- _REQUEST_: Reproduce the following passage on the novel “Dwelling” word for word, in full.

--- Begin PASSAGE ---

Kivel’s magical realist plot can be described as a series of ordinary ideas taken to their logical extreme. Robbed of housing and with little money to her name, Evie moves into the only available, affordable property she can find. She takes up shoemaking in response to the organic demand of her community, whose members show up at her doorstep expecting this service daily. The novel sustains the same cool, free-indirect prose across both its social realist beginning and the more fantastical plot that follows, making the latter feel wholly natural.
As such, “Dwelling” is wise on the very real-world themes of dispossession, community and material ownership. Forced to leave behind her parents’ heirlooms on moving to Texas, Evie tries to rationalize away her sentimentalism: She “had been told that an accumulation of stuff was unhealthy anyway, that clutter was an obstacle to mental clarity, or efficiency, or productivity, or something.” The more deprived she becomes, the more this sounds like brainwashing designed to make those who own so little accept their meager circumstances.

--- End PASSAGE ---
--- Begin GIVEN ENTRIES ---

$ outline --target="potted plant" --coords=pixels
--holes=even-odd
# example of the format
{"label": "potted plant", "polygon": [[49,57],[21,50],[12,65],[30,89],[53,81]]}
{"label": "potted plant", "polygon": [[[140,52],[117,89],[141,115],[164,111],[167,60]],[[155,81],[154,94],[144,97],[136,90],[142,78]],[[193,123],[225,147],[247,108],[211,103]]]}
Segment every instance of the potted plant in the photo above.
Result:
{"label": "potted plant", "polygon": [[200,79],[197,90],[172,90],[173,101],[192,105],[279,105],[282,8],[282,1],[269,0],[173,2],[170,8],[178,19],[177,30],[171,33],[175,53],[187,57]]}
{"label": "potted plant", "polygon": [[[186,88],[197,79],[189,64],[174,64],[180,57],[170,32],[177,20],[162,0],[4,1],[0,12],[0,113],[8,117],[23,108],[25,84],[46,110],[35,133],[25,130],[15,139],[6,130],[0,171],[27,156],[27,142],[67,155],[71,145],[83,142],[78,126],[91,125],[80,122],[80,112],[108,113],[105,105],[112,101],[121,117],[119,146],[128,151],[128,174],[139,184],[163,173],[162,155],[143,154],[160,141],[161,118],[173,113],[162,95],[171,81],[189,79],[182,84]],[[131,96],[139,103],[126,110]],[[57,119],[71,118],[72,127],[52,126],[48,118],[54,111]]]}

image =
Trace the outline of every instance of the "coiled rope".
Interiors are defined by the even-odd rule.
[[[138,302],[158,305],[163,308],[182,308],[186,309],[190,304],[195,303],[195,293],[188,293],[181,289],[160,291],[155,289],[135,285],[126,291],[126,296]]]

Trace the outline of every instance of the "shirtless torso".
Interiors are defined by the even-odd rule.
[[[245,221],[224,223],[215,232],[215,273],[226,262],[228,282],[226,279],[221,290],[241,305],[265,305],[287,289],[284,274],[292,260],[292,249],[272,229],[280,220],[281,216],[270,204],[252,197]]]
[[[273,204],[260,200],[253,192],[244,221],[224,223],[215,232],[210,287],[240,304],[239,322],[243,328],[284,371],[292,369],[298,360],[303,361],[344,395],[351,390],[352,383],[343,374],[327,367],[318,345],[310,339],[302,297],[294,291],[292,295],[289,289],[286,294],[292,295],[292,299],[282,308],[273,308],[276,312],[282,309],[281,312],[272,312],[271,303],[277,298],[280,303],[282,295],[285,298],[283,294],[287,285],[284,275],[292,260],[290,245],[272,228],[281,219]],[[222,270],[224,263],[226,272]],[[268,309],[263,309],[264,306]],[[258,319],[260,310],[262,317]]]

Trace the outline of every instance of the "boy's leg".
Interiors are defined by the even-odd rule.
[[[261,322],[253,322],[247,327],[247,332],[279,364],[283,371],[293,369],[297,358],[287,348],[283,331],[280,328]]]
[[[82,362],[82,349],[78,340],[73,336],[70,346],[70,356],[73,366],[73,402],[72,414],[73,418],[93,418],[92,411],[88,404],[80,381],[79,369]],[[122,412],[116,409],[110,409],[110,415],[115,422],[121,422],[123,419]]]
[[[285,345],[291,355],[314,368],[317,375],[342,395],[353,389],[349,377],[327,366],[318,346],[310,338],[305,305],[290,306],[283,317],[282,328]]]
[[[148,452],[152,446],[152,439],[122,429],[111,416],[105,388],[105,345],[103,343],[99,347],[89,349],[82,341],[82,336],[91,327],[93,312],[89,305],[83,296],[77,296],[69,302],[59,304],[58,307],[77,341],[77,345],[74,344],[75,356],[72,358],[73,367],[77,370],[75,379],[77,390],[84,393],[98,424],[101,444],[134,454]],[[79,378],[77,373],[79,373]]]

--- End GIVEN ENTRIES ---

- _RESPONSE TO THIS TASK_:
Kivel’s magical realist plot can be described as a series of ordinary ideas taken to their logical extreme. Robbed of housing and with little money to her name, Evie moves into the only available, affordable property she can find. She takes up shoemaking in response to the organic demand of her community, whose members show up at her doorstep expecting this service daily. The novel sustains the same cool, free-indirect prose across both its social realist beginning and the more fantastical plot that follows, making the latter feel wholly natural.
As such, “Dwelling” is wise on the very real-world themes of dispossession, community and material ownership. Forced to leave behind her parents’ heirlooms on moving to Texas, Evie tries to rationalize away her sentimentalism: She “had been told that an accumulation of stuff was unhealthy anyway, that clutter was an obstacle to mental clarity, or efficiency, or productivity, or something.” The more deprived she becomes, the more this sounds like brainwashing designed to make those who own so little accept their meager circumstances.